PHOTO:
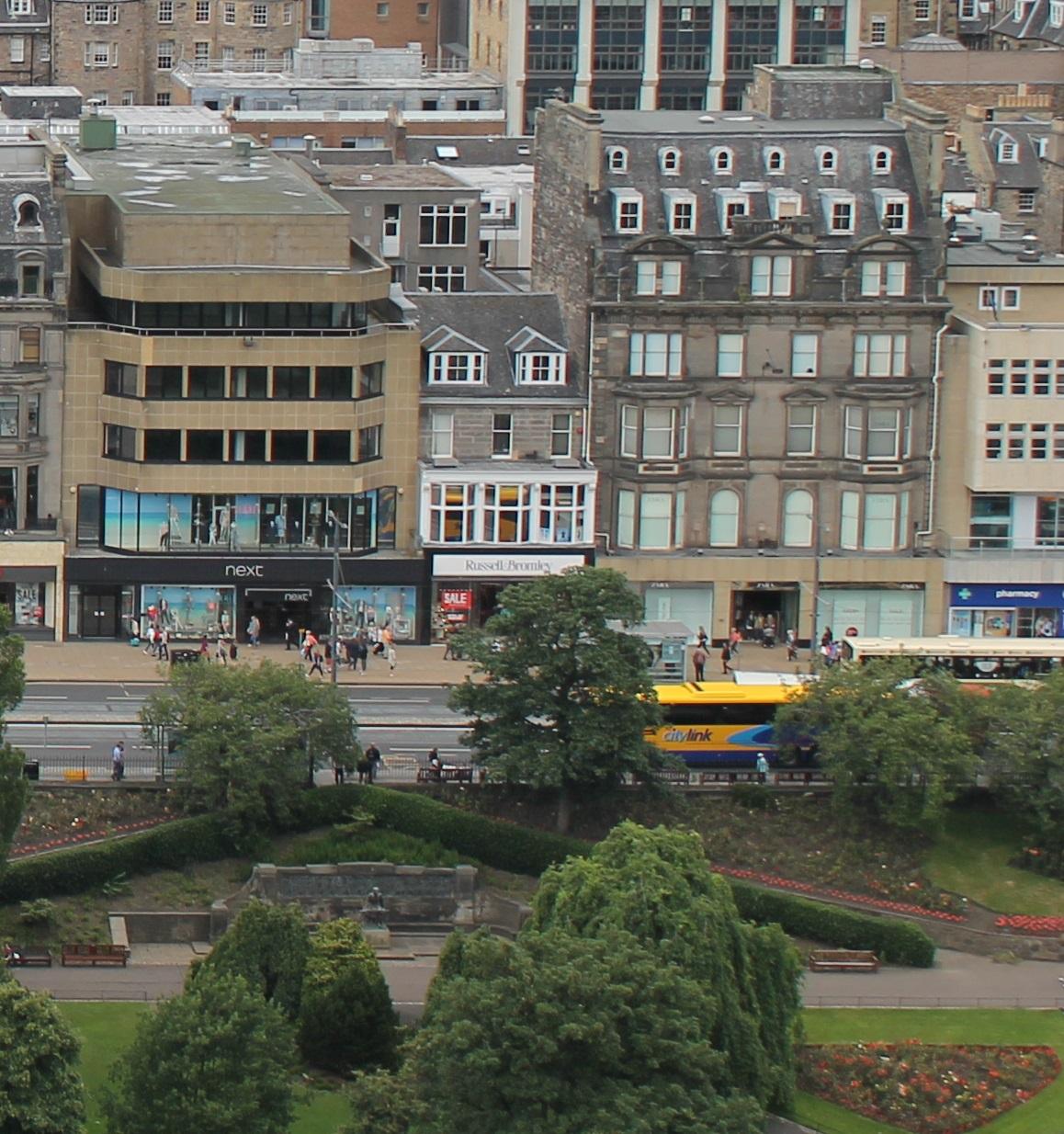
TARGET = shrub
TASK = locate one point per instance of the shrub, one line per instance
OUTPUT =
(894, 941)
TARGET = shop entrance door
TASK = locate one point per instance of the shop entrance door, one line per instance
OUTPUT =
(100, 610)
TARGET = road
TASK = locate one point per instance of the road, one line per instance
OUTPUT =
(73, 727)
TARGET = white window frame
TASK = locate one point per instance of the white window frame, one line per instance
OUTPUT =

* * * * *

What to do ->
Copy out every line of the entries above, requests included, but shift each coordinate in the answers by adding 43 to it. Leave out the pictures.

Exercise output ->
PHOTO:
TARGET = shrub
TASK = locate one point per instance of the shrub, one line per instance
OUTPUT =
(937, 984)
TARGET = shop entrance door
TASK = locate one point per instance of the shop entrance door, one line per instance
OUTPUT =
(143, 653)
TARGET = road
TASK = locate one point per instance of the road, one line per instance
OUTPUT =
(116, 770)
TARGET = white window frame
TASK = locate one point per instance of the white window frame, one line per instance
OUTPUT =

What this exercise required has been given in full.